▶ _Short problem 1_: In the passage on Balfour's reading of Du Bois, who received the 31 March 1961 letter in which Du Bois said Dusk of Dawn was not an autobiography?

[start Selected excerpt]

This history plays out in Balfour’s discussions of reparations and John Brown. Briefly, she does not deny the problems and challenges associated with the compensatory dimension of reparations, does not offer specific proposals concerning reparations, and does not claim that reparations are the palliative for past racial injustice. But, in the light of Du Bois' tableau, she contends that reparations "reorient present-day thinking about what democracy requires and [serve] as a reminder that today's swift dismissals of them are kin to, if not direct offspring of, the disreputable denials of the past" (p. 44), which have provided justification for lasting forgetfulness rather than for a serious well-deserved hearing.

Du Bois' biography John Brown represents for Balfour an interpretation not simply of the life of an individual who believed in the necessity of violence to abolish slavery, but of the life of an individual brought into being by a "political culture of evasion, undergirding the emergence and resurgence of anti-black violence" (p. 59). That "John Brown was right," a view held by Frederick Douglass ("Address at 14th Anniversary of Storer College, Harpers Ferry, 1881"), the current President of the United States, Barack Obama (The Audacity of Hope), as well as Du Bois, to name a few, signals for Balfour a call for "critical recollection rather than revolution" in order to keep "the violence of the past vivid in the present" (p. 69), despite the absence of criteria in Brown for deciding the kind of immediate action to be adopted in the face of injustice.

Balfour's second theme is Du Bois' exploration of what she calls "black exemplarity," a notion primarily, but not exclusively, characterized in his Dusk of Dawn: An Essay Toward an Autobiography of a Race Concept. She is of the mind that Du Bois' text is a self-portrait, investigating his life as an example of living under the color line, and as an exemplar of the surmounting it. Still it is not, Balfour contends, "mere autobiography." Indeed, Du Bois himself said in a 31 March 1961 letter to Paul Partington, "Dusk of Dawn was not an autobiography. It had a great many autobiographical notes, but it was distinctly the story of a theory of race and how it developed in my own life." What path could be taken to understand what is meant here?

[end Selected excerpt]
[start Available data]

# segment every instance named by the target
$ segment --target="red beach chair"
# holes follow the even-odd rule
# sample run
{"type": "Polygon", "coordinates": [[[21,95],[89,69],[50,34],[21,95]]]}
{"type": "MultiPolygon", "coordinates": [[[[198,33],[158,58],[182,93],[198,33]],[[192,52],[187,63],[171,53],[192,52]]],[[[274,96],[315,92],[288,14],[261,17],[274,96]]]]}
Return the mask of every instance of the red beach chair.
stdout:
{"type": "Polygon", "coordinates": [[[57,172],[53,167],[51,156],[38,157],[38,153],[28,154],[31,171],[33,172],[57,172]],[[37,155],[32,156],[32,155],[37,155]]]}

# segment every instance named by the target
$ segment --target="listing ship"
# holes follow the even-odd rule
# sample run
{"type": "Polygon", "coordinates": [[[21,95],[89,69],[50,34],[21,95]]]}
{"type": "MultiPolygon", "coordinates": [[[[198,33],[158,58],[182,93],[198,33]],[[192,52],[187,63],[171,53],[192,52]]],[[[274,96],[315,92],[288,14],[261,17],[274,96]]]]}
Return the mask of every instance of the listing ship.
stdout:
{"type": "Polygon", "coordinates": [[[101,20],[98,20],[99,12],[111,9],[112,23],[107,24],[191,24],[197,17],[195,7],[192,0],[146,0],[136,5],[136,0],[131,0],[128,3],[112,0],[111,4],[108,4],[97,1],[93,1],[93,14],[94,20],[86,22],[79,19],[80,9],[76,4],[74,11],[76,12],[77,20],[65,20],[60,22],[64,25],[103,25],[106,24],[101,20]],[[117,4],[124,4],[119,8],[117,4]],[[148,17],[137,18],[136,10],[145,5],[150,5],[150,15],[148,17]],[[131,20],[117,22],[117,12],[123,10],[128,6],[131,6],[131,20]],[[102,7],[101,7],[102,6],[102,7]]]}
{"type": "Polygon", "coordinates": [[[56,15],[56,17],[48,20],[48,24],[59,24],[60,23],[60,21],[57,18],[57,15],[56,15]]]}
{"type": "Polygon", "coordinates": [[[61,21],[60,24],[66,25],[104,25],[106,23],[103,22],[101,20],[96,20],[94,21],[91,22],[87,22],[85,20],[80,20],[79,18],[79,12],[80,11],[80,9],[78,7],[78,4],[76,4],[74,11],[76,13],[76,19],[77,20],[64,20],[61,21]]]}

[end Available data]

▶ _Short problem 2_: Which lines of the records contain the word "listing"? Copy each of them.

▶ _Correct answer 1_: Paul Partington

▶ _Correct answer 2_:
$ segment --target="listing ship"
Return the mask of every instance of the listing ship.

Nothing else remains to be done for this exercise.